▶ _Required work_
Look at the entries below and reproduce them exactly.

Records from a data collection
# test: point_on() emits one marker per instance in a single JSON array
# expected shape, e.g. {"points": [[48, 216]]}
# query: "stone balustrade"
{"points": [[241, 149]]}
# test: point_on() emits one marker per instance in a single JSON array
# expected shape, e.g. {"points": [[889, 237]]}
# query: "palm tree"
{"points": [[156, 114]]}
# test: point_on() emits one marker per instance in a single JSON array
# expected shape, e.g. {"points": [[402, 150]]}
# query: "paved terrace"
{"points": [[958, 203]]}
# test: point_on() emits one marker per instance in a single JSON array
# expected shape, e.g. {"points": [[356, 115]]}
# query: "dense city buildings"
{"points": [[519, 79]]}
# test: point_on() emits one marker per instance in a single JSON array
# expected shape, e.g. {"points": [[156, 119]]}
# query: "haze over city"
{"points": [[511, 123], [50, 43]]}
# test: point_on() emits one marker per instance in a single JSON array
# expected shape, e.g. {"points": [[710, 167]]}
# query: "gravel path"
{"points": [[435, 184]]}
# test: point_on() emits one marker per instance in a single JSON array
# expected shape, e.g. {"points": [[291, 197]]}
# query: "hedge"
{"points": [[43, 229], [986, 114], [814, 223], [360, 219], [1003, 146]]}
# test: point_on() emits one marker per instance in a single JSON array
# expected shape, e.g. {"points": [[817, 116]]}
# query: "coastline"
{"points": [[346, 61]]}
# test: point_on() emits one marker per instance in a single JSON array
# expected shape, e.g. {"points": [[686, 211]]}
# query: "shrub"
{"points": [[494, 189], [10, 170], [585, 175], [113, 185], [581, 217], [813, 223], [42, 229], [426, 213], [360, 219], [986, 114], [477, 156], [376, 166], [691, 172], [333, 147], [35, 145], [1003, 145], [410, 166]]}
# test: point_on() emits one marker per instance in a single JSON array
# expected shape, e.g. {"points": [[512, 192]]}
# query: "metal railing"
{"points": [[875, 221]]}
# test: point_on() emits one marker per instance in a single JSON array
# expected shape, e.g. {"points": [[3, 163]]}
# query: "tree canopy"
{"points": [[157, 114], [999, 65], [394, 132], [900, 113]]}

▶ _Problem solution_
# test: point_on() emits one marker per instance in a single JSON array
# expected shape, e.g. {"points": [[48, 216]]}
# query: "stone balustrade"
{"points": [[241, 149]]}
# test: point_on() emits one marker per instance in a single JSON array
# expected shape, e.g. {"points": [[889, 237]]}
# query: "palm tree"
{"points": [[156, 114]]}
# test: point_on() emits one marker per instance in a single JSON array
# expected shape, e.g. {"points": [[402, 150]]}
# query: "paved terrace"
{"points": [[958, 203]]}
# test: point_on() emits one marker per instance in a single JSON array
# expected shape, e.g. {"points": [[356, 115]]}
# query: "dense city buildings"
{"points": [[519, 79]]}
# test: point_on() emits one marker per instance in a single JSON array
# expected shape, e.g. {"points": [[156, 119]]}
# query: "haze over city"
{"points": [[511, 123], [50, 43]]}
# test: point_on() emits one marker per instance in a single JSON array
# expected shape, e.g. {"points": [[710, 167]]}
# query: "gravel path"
{"points": [[435, 184]]}
# test: point_on() emits one marker per instance in a single JSON array
# expected shape, e.g. {"points": [[291, 197]]}
# query: "hedge"
{"points": [[43, 229], [986, 114], [814, 223], [360, 219], [1003, 146]]}
# test: point_on() emits one marker per instance in a single JSON array
# expected shape, e.g. {"points": [[817, 116]]}
# query: "coastline"
{"points": [[346, 61]]}
# test: point_on() emits one marker per instance in a single JSON array
# expected shape, e.g. {"points": [[686, 211]]}
# query: "shrub"
{"points": [[494, 189], [10, 170], [585, 175], [113, 185], [581, 217], [813, 223], [42, 229], [426, 213], [360, 219], [986, 114], [477, 156], [376, 166], [691, 172], [333, 147], [35, 145], [1003, 145], [410, 166]]}
# test: point_on() emits one marker per instance in a single JSON array
# expected shape, e.g. {"points": [[512, 192]]}
# query: "metal railing"
{"points": [[875, 221]]}
# test: point_on() emits one marker per instance in a single JSON array
# expected shape, e.g. {"points": [[3, 163]]}
# query: "tree canopy"
{"points": [[157, 114], [999, 65], [394, 132], [900, 113]]}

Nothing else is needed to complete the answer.